## What this task involves
Across all the lines of the following material, count those that include the word "jacket" and give only the result.

************

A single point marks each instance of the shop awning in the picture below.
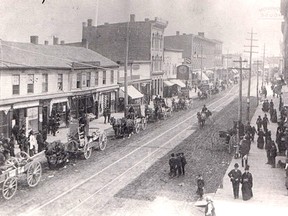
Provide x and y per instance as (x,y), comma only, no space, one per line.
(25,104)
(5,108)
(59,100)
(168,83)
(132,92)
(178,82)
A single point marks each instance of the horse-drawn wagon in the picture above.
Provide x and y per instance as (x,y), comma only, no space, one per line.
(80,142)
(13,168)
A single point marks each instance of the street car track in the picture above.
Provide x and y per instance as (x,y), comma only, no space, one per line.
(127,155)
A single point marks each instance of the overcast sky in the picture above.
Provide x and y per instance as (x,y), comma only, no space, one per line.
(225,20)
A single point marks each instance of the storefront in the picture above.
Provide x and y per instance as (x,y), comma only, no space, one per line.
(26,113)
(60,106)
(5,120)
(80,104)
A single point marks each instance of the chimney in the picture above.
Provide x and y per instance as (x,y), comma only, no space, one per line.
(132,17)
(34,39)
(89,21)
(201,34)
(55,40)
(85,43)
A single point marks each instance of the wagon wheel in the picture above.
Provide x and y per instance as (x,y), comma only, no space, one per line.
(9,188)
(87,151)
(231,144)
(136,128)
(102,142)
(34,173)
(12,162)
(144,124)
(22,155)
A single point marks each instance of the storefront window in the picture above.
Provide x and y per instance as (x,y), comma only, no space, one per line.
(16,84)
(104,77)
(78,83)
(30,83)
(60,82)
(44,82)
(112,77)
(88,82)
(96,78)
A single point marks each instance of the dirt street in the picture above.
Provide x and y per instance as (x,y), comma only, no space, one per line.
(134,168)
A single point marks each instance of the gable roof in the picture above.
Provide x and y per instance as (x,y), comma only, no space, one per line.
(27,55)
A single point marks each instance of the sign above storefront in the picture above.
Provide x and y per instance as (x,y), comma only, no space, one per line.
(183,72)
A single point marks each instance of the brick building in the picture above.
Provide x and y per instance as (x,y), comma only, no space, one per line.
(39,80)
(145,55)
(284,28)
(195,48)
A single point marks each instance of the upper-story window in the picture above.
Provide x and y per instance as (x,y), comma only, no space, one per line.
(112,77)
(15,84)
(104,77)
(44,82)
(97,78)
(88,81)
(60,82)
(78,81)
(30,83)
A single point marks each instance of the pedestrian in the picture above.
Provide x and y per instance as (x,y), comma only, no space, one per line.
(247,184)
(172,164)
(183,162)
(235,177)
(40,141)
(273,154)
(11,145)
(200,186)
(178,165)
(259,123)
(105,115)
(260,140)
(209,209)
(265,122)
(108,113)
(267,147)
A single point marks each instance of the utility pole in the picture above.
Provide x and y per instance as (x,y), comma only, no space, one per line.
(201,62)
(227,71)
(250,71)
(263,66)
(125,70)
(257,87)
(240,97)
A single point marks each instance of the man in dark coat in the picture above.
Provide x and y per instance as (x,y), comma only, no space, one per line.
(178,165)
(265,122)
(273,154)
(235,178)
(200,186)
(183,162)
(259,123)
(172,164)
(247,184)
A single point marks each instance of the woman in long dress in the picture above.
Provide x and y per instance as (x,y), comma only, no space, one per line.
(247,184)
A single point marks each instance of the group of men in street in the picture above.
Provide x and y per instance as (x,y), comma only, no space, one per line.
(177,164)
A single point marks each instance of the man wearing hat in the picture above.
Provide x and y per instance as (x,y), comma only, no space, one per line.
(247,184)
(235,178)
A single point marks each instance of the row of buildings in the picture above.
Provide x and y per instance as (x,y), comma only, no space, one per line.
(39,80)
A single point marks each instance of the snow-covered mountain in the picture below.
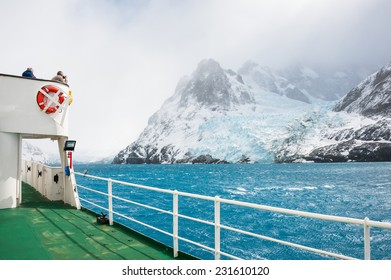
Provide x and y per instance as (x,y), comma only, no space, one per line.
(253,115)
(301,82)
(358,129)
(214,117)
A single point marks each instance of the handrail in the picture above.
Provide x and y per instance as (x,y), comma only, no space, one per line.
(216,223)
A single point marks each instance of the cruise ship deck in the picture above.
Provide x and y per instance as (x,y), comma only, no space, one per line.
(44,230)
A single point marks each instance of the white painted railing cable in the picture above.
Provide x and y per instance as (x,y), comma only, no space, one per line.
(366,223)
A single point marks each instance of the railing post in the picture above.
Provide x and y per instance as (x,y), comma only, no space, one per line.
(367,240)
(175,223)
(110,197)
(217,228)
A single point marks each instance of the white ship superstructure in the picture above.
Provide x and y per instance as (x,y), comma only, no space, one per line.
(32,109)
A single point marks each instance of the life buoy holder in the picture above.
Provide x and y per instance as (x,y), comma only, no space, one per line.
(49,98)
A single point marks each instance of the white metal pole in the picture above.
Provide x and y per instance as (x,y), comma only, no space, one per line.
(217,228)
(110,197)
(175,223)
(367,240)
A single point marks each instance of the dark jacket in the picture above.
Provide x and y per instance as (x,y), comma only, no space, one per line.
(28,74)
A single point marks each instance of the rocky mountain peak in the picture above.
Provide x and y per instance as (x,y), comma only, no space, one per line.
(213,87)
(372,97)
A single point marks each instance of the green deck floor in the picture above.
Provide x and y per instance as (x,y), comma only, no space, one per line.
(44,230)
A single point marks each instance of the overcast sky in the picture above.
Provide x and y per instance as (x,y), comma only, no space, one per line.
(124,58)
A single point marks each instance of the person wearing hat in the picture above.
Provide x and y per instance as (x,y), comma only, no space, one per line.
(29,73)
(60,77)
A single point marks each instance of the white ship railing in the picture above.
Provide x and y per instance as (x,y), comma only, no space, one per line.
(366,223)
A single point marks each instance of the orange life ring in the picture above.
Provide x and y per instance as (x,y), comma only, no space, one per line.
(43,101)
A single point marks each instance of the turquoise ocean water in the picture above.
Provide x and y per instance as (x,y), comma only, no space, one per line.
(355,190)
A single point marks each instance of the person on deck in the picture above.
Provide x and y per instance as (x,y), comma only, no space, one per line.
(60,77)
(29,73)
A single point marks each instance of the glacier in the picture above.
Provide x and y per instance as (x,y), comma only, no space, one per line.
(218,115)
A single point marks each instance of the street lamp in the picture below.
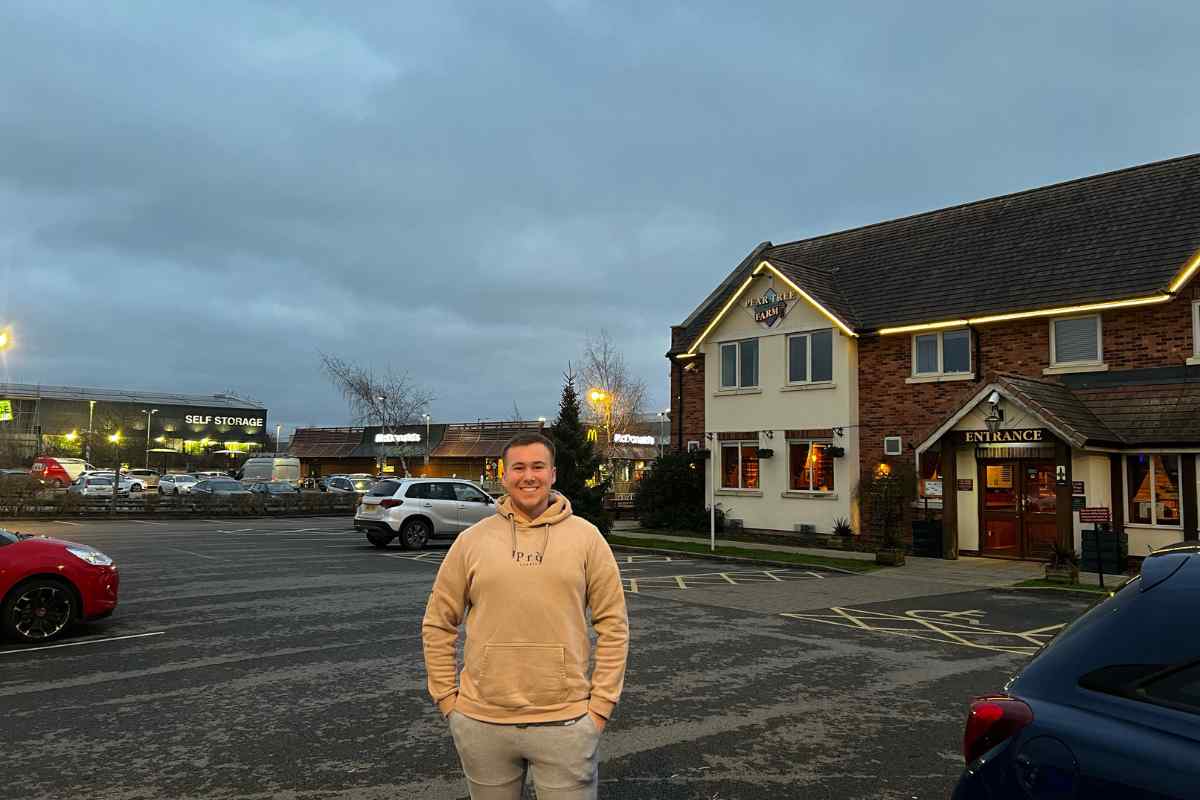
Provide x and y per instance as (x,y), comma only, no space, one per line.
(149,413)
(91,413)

************

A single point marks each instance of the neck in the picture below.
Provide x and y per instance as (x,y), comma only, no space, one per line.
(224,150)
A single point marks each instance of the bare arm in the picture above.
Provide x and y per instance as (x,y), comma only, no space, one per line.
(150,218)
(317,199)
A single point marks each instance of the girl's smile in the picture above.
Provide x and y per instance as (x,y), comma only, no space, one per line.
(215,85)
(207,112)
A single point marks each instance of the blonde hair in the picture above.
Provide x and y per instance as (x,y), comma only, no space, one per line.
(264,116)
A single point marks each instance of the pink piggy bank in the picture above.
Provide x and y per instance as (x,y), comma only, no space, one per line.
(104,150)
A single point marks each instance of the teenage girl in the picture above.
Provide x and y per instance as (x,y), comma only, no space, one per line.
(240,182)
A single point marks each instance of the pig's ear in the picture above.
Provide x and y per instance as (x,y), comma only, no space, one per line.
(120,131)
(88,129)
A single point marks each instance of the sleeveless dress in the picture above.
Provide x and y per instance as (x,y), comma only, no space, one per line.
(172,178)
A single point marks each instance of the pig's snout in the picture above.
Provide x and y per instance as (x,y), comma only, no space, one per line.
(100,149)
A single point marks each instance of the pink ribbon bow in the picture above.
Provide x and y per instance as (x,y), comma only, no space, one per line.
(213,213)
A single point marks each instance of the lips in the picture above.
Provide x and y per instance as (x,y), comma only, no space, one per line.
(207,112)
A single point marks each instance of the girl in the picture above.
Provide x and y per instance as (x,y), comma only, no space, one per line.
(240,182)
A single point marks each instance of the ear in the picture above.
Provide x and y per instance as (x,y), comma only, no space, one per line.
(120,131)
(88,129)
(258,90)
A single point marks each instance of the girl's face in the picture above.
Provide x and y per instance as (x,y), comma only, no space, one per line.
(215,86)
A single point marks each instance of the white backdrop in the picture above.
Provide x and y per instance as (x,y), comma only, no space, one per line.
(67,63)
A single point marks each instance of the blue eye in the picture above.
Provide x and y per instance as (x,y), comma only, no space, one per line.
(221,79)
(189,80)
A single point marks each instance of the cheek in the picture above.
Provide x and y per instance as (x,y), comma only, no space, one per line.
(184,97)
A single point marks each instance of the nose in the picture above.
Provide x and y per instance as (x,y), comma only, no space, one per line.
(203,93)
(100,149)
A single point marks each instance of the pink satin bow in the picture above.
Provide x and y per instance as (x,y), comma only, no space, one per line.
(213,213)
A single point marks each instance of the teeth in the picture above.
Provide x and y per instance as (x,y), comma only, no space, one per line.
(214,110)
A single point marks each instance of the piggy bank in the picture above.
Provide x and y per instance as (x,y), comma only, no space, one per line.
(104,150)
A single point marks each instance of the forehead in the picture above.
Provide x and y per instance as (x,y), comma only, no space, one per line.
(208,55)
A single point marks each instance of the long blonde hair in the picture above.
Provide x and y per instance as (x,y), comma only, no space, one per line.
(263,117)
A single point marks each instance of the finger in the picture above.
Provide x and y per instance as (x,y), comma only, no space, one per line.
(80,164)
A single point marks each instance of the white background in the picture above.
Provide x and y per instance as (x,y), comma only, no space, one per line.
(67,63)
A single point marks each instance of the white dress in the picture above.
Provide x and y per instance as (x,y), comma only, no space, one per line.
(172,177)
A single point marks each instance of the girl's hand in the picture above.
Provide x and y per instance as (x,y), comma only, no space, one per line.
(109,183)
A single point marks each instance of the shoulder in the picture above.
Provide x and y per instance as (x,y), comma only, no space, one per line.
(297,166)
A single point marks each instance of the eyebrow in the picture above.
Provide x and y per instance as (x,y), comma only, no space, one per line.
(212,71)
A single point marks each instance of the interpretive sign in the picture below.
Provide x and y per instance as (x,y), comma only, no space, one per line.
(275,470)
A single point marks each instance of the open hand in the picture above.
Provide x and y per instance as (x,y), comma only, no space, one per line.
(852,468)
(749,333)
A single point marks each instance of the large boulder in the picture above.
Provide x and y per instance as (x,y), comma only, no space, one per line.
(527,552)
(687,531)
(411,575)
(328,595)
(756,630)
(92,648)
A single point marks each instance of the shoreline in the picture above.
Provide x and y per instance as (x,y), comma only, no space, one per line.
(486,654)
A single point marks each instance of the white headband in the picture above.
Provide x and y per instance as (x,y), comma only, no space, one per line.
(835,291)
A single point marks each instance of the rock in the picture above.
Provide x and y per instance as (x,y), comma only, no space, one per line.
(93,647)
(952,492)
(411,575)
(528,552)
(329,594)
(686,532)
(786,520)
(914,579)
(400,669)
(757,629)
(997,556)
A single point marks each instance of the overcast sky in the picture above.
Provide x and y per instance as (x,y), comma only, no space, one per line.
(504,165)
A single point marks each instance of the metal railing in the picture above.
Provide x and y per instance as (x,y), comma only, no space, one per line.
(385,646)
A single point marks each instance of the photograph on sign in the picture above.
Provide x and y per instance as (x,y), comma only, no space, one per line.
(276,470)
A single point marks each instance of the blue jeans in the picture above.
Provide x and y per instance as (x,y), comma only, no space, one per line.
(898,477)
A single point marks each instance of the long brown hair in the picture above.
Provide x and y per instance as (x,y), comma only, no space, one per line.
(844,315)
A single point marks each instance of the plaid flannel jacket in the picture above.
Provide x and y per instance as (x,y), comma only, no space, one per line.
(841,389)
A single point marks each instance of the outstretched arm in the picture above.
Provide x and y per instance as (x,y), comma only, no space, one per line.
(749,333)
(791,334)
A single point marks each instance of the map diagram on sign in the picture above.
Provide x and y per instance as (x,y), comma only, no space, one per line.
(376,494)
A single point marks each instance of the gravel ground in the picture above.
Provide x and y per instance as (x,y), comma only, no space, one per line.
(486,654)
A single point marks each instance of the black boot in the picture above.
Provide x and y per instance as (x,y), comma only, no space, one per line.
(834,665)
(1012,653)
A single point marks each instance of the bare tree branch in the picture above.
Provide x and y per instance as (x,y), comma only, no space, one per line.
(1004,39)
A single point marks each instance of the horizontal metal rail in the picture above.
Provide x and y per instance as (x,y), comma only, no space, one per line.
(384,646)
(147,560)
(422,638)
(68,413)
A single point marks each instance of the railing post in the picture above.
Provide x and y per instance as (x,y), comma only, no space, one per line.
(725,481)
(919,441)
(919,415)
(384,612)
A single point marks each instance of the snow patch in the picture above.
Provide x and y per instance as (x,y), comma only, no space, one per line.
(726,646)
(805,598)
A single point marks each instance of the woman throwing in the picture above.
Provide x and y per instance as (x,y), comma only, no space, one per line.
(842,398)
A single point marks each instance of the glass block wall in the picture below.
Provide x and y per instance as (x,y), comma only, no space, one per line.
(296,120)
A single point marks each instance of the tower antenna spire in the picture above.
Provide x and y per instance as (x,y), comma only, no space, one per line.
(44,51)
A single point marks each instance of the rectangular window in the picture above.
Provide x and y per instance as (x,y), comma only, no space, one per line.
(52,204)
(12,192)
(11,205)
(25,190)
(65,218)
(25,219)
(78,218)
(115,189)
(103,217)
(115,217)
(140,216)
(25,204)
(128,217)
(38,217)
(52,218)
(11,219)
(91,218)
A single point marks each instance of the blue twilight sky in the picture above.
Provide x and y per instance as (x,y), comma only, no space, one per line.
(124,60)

************

## Your solution
2